__Tasks to complete__
1. Answer these questions using the Copenhagen excerpt:
(a) In what month and year did the gathering take place?
(b) What did Wolfgang Pauli do that spring instead of going?
(c) Which discipline did Max Delbrück help found after changing fields?
2. List all seven physicists whom the Copenhagen excerpt names as members of the group at the gathering.
3. Rewrite the Copenhagen excerpt from "Four of the" to "of them all.", substituting "experimental physicists" for "experimentalists".

From Edge, (adapted from the introduction in Gino Segre’s book):
In April 1932 seven physicists, six men and one woman, attended a small annual gathering in Copenhagen. To be honest, only six of them were actually there. The seventh, Wolfgang Pauli, had originally intended to go, as he had in earlier years and would do so again, but he decided that spring instead to take a vacation. He was there in spirit, as you will see.
Four of the seven—Niels Bohr, Paul Dirac, Werner Heisenberg, and Wolfgang Pauli—would be placed in most physicists’ selection of the century’s top ten physicists. Lise Meitner, the only woman in the group, ranks high on anyone’s list of the century’s most important experimentalists. Another of the seven, Max Delbrück, changed fields soon after the meeting, though he never stopped defining himself as a physicist. He went on to become one of the founding fathers of modern molecular biology and ranks as one of that discipline’s top ten. All of them taught and mentored a generation of future scientists. The last of the seven, Paul Ehrenfest, was perhaps the greatest teacher of them all.

__Stored data__
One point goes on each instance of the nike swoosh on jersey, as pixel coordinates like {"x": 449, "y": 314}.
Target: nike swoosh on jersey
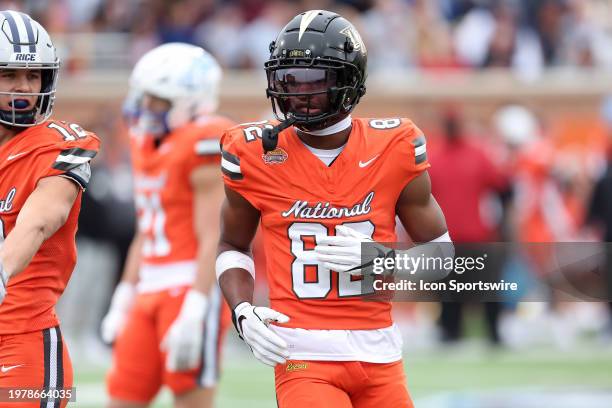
{"x": 6, "y": 369}
{"x": 366, "y": 164}
{"x": 14, "y": 156}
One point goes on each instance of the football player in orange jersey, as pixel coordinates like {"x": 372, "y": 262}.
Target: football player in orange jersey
{"x": 167, "y": 315}
{"x": 44, "y": 167}
{"x": 325, "y": 183}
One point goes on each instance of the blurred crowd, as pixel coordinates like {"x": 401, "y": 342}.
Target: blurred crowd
{"x": 525, "y": 35}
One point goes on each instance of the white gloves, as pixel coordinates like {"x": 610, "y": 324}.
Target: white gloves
{"x": 252, "y": 325}
{"x": 3, "y": 283}
{"x": 183, "y": 340}
{"x": 122, "y": 301}
{"x": 342, "y": 252}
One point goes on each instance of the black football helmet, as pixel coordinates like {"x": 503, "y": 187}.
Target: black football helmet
{"x": 316, "y": 71}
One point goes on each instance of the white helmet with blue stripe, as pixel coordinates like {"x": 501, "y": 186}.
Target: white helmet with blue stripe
{"x": 185, "y": 75}
{"x": 25, "y": 44}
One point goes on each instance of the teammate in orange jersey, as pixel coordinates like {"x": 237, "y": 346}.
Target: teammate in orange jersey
{"x": 327, "y": 183}
{"x": 44, "y": 167}
{"x": 166, "y": 316}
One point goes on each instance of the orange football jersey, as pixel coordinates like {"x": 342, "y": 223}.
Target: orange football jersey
{"x": 300, "y": 198}
{"x": 164, "y": 197}
{"x": 52, "y": 148}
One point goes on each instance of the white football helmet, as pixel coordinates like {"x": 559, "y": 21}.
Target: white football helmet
{"x": 25, "y": 44}
{"x": 185, "y": 75}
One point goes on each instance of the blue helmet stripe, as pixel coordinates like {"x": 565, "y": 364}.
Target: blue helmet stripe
{"x": 14, "y": 31}
{"x": 28, "y": 23}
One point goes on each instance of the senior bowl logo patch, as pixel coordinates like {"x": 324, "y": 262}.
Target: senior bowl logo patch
{"x": 276, "y": 156}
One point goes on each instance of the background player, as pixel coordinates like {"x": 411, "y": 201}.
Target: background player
{"x": 45, "y": 167}
{"x": 166, "y": 314}
{"x": 326, "y": 184}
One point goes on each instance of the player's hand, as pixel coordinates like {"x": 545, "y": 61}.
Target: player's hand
{"x": 122, "y": 301}
{"x": 183, "y": 341}
{"x": 342, "y": 252}
{"x": 252, "y": 325}
{"x": 3, "y": 283}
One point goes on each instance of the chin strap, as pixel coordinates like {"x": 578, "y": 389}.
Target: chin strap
{"x": 269, "y": 137}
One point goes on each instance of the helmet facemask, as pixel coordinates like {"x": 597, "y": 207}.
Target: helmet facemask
{"x": 315, "y": 92}
{"x": 15, "y": 117}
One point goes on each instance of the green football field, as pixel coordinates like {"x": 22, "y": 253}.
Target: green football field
{"x": 462, "y": 377}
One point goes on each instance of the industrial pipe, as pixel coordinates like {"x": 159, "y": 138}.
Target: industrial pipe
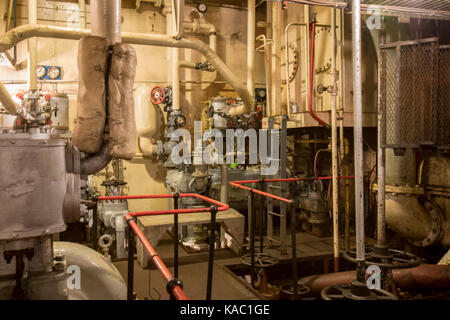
{"x": 12, "y": 37}
{"x": 97, "y": 162}
{"x": 106, "y": 19}
{"x": 334, "y": 144}
{"x": 11, "y": 107}
{"x": 311, "y": 76}
{"x": 32, "y": 48}
{"x": 251, "y": 24}
{"x": 358, "y": 136}
{"x": 424, "y": 276}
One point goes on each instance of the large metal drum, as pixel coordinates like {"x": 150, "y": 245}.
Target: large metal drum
{"x": 32, "y": 185}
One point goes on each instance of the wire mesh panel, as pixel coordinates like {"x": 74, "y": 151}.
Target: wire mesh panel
{"x": 409, "y": 93}
{"x": 444, "y": 98}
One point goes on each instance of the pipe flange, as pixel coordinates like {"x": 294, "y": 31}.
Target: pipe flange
{"x": 355, "y": 291}
{"x": 385, "y": 258}
{"x": 435, "y": 234}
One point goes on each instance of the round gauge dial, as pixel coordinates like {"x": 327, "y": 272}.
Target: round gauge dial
{"x": 40, "y": 70}
{"x": 53, "y": 72}
{"x": 202, "y": 8}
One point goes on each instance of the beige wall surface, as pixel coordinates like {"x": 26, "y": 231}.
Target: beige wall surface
{"x": 144, "y": 176}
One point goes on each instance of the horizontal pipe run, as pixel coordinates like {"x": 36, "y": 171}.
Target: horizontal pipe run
{"x": 14, "y": 36}
{"x": 176, "y": 290}
{"x": 238, "y": 184}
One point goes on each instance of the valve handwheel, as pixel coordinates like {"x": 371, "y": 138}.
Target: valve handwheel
{"x": 355, "y": 291}
{"x": 386, "y": 258}
{"x": 158, "y": 95}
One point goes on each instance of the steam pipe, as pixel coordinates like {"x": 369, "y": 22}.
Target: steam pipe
{"x": 311, "y": 76}
{"x": 358, "y": 136}
{"x": 12, "y": 37}
{"x": 334, "y": 144}
{"x": 424, "y": 276}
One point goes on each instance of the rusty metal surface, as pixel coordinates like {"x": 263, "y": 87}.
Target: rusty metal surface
{"x": 414, "y": 98}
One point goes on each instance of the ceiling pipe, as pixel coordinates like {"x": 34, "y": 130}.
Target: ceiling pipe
{"x": 12, "y": 37}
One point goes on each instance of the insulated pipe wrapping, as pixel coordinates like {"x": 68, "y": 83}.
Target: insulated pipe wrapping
{"x": 122, "y": 125}
{"x": 106, "y": 19}
{"x": 12, "y": 37}
{"x": 91, "y": 115}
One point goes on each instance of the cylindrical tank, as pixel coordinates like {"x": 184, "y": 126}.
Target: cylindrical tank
{"x": 32, "y": 185}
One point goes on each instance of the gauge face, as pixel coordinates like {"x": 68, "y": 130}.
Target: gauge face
{"x": 202, "y": 7}
{"x": 40, "y": 70}
{"x": 53, "y": 72}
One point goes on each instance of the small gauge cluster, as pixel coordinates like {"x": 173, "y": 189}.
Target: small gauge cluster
{"x": 49, "y": 72}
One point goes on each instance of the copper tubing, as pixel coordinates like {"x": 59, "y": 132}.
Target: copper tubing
{"x": 424, "y": 276}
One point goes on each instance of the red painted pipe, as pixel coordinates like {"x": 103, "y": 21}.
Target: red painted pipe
{"x": 176, "y": 290}
{"x": 311, "y": 77}
{"x": 424, "y": 276}
{"x": 238, "y": 184}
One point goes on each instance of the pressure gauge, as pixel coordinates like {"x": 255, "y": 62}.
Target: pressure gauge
{"x": 202, "y": 8}
{"x": 53, "y": 73}
{"x": 40, "y": 70}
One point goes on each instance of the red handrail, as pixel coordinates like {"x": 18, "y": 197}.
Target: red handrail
{"x": 177, "y": 291}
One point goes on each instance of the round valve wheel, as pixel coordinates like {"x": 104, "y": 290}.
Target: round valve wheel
{"x": 288, "y": 290}
{"x": 262, "y": 260}
{"x": 158, "y": 95}
{"x": 386, "y": 258}
{"x": 355, "y": 291}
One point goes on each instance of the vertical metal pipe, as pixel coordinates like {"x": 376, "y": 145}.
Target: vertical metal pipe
{"x": 358, "y": 132}
{"x": 261, "y": 219}
{"x": 212, "y": 240}
{"x": 252, "y": 221}
{"x": 95, "y": 227}
{"x": 251, "y": 24}
{"x": 32, "y": 47}
{"x": 294, "y": 251}
{"x": 130, "y": 279}
{"x": 106, "y": 19}
{"x": 224, "y": 183}
{"x": 381, "y": 176}
{"x": 334, "y": 145}
{"x": 175, "y": 235}
{"x": 283, "y": 184}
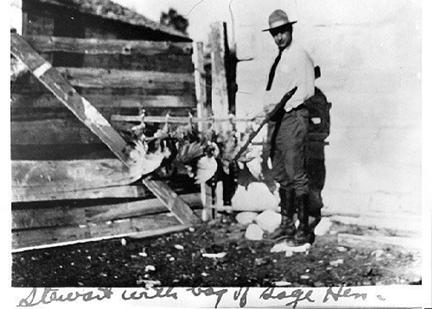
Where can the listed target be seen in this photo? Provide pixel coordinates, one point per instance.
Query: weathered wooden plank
(102, 78)
(22, 239)
(177, 119)
(200, 84)
(74, 214)
(171, 200)
(61, 176)
(107, 46)
(136, 235)
(84, 111)
(401, 225)
(61, 152)
(100, 101)
(37, 194)
(219, 101)
(378, 242)
(40, 114)
(29, 85)
(51, 131)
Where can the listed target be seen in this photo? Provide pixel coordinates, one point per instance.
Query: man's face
(282, 37)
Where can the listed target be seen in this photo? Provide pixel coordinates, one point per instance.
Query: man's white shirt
(295, 69)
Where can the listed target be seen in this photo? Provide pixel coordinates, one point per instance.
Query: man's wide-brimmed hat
(278, 19)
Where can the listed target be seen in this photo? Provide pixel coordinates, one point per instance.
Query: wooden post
(220, 104)
(200, 83)
(201, 96)
(17, 17)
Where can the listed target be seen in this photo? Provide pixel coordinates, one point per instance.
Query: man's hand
(268, 108)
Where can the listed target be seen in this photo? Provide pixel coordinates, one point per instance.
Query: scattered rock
(268, 220)
(285, 247)
(323, 227)
(254, 232)
(148, 283)
(214, 255)
(260, 261)
(336, 263)
(246, 217)
(149, 268)
(282, 283)
(378, 254)
(142, 253)
(235, 236)
(256, 198)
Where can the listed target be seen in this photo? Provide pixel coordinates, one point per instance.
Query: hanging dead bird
(146, 158)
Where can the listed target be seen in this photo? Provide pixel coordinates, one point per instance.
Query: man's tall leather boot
(287, 228)
(303, 234)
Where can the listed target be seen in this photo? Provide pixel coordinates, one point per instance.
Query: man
(287, 135)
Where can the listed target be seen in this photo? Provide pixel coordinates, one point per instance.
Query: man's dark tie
(273, 69)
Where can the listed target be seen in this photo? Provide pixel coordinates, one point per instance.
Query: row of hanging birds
(182, 149)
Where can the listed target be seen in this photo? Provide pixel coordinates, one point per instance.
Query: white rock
(289, 250)
(255, 168)
(254, 232)
(323, 227)
(214, 255)
(256, 198)
(336, 263)
(282, 283)
(378, 253)
(268, 220)
(246, 217)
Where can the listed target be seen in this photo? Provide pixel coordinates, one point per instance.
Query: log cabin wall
(119, 67)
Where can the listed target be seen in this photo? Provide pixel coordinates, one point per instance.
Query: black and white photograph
(235, 150)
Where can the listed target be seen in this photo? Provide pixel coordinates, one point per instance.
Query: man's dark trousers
(288, 150)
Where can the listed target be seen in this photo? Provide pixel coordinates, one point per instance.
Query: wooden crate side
(22, 239)
(36, 216)
(22, 102)
(95, 46)
(38, 194)
(71, 175)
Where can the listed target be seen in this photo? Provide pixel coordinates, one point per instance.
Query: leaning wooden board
(62, 89)
(90, 116)
(71, 175)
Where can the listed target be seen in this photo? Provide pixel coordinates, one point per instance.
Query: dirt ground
(178, 260)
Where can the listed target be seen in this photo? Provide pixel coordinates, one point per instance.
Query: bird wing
(206, 168)
(188, 152)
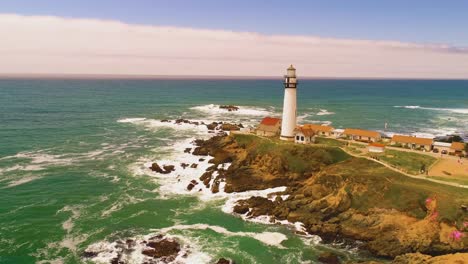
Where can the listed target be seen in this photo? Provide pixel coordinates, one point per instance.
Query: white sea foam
(107, 251)
(324, 112)
(22, 181)
(452, 110)
(75, 213)
(157, 124)
(268, 238)
(213, 109)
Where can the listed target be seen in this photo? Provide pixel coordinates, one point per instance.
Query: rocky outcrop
(346, 198)
(166, 169)
(191, 185)
(421, 258)
(229, 127)
(225, 261)
(229, 108)
(162, 248)
(328, 258)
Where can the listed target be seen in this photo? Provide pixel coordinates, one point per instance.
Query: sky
(387, 39)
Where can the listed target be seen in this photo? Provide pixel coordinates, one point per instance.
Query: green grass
(462, 181)
(300, 158)
(382, 187)
(409, 162)
(389, 189)
(330, 142)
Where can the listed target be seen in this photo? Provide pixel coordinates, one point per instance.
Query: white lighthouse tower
(288, 123)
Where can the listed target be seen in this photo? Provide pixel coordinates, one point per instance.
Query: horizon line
(78, 76)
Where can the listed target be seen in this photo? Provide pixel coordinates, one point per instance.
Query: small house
(413, 142)
(442, 147)
(376, 148)
(337, 133)
(320, 130)
(269, 127)
(362, 135)
(304, 135)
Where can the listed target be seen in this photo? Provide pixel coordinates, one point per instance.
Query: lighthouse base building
(288, 124)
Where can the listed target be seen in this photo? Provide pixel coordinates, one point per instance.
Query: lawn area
(385, 188)
(454, 179)
(371, 185)
(300, 158)
(408, 162)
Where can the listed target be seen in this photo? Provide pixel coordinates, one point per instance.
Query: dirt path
(421, 177)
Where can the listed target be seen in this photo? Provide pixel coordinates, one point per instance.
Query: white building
(376, 148)
(442, 147)
(289, 106)
(304, 136)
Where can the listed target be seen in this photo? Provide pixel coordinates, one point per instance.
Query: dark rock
(162, 248)
(241, 209)
(229, 127)
(155, 167)
(90, 254)
(201, 151)
(185, 121)
(230, 108)
(212, 168)
(190, 186)
(215, 187)
(225, 261)
(169, 168)
(117, 260)
(198, 142)
(212, 126)
(328, 258)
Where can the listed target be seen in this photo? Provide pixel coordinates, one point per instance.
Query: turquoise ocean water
(73, 156)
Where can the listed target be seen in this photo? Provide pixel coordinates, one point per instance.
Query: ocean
(74, 157)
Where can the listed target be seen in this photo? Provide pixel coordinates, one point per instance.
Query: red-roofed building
(269, 127)
(304, 135)
(376, 147)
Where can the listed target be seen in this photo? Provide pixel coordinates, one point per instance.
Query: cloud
(45, 44)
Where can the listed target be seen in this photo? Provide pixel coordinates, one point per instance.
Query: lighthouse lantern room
(289, 106)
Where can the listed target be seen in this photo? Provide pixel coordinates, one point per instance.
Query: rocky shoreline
(316, 192)
(322, 200)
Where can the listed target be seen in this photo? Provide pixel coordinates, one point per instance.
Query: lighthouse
(289, 106)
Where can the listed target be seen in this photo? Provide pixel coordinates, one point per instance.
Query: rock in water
(169, 168)
(200, 151)
(225, 261)
(212, 126)
(241, 209)
(162, 248)
(229, 127)
(328, 258)
(155, 167)
(229, 108)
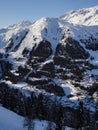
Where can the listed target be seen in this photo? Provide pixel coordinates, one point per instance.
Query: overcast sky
(15, 11)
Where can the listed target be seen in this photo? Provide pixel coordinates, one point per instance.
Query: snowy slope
(83, 16)
(11, 121)
(57, 57)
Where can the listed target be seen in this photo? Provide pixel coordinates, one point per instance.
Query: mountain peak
(84, 16)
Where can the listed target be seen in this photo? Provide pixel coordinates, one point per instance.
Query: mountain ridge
(55, 58)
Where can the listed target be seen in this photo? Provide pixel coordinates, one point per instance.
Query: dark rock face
(43, 50)
(91, 43)
(72, 49)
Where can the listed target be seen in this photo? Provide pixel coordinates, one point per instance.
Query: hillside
(52, 61)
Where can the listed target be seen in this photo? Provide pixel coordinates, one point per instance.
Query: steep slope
(83, 16)
(55, 57)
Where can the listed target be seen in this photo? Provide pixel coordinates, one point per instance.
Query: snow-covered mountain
(88, 16)
(57, 57)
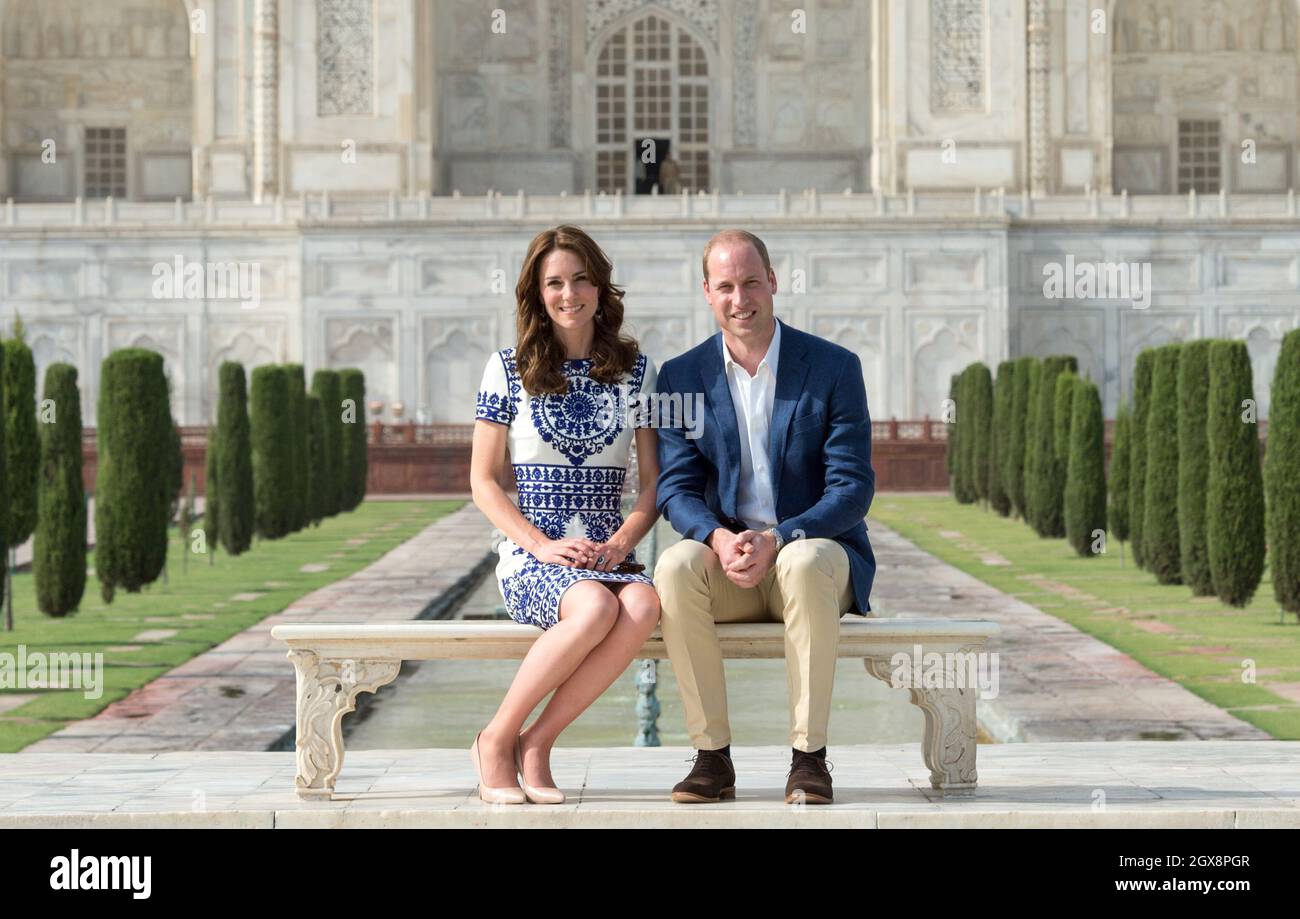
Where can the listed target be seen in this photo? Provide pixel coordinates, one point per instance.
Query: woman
(557, 402)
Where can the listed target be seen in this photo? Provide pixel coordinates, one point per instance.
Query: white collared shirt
(753, 398)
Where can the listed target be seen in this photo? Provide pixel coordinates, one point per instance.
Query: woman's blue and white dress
(570, 455)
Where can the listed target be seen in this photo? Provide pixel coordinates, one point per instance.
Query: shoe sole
(807, 800)
(692, 798)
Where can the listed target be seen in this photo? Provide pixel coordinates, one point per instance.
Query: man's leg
(693, 595)
(811, 590)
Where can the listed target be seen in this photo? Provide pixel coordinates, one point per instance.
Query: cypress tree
(966, 424)
(1282, 475)
(4, 491)
(298, 433)
(1062, 408)
(950, 428)
(1047, 473)
(1138, 454)
(186, 523)
(982, 393)
(1086, 472)
(1234, 517)
(211, 506)
(22, 445)
(355, 463)
(59, 545)
(1119, 467)
(1022, 433)
(130, 491)
(999, 469)
(273, 451)
(325, 386)
(234, 460)
(1194, 381)
(1161, 542)
(317, 471)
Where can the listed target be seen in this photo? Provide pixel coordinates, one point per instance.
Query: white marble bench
(336, 662)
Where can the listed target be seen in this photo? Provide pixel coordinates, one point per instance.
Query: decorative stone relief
(1079, 333)
(744, 76)
(558, 73)
(367, 345)
(956, 56)
(1148, 26)
(1262, 337)
(941, 346)
(863, 334)
(345, 48)
(702, 13)
(658, 336)
(251, 345)
(455, 352)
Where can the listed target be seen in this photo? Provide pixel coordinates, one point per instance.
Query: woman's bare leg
(588, 611)
(638, 614)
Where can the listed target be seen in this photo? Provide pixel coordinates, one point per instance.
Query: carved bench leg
(326, 690)
(948, 745)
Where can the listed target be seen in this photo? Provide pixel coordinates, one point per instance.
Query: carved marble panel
(1143, 329)
(944, 271)
(848, 272)
(345, 57)
(1262, 333)
(940, 346)
(1071, 330)
(863, 333)
(248, 343)
(164, 334)
(702, 13)
(368, 345)
(957, 55)
(53, 280)
(455, 352)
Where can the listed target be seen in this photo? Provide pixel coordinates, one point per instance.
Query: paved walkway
(239, 694)
(1192, 784)
(1056, 683)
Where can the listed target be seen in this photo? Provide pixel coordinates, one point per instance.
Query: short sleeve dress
(570, 454)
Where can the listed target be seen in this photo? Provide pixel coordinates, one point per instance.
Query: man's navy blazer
(819, 445)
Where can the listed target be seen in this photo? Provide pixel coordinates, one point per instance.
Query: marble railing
(979, 204)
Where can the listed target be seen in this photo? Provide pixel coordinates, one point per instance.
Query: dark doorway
(648, 173)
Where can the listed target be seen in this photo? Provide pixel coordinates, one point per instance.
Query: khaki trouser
(807, 588)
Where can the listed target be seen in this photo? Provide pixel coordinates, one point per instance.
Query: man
(770, 501)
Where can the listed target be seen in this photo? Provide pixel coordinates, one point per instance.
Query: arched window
(651, 92)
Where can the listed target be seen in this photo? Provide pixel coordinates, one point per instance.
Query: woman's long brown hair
(540, 355)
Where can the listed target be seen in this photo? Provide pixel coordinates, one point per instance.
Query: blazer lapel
(713, 373)
(791, 371)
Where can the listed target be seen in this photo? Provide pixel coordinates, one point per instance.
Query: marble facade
(913, 164)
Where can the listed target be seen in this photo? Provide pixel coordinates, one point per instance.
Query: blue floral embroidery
(501, 406)
(568, 430)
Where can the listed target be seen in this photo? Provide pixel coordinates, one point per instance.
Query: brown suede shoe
(711, 780)
(809, 780)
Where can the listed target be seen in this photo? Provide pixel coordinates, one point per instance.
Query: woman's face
(567, 290)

__Task-by-task outputs__
1.
(a) April 1932
(b) He took a vacation.
(c) Modern molecular biology

2. Wolfgang Pauli, Niels Bohr, Paul Dirac, Werner Heisenberg, Lise Meitner, Max Delbrück, Paul Ehrenfest

3.
Four of the seven—Niels Bohr, Paul Dirac, Werner Heisenberg, and Wolfgang Pauli—would be placed in most physicists’ selection of the century’s top ten physicists. Lise Meitner, the only woman in the group, ranks high on anyone’s list of the century’s most important experimental physicists. Another of the seven, Max Delbrück, changed fields soon after the meeting, though he never stopped defining himself as a physicist. He went on to become one of the founding fathers of modern molecular biology and ranks as one of that discipline’s top ten. All of them taught and mentored a generation of future scientists. The last of the seven, Paul Ehrenfest, was perhaps the greatest teacher of them all.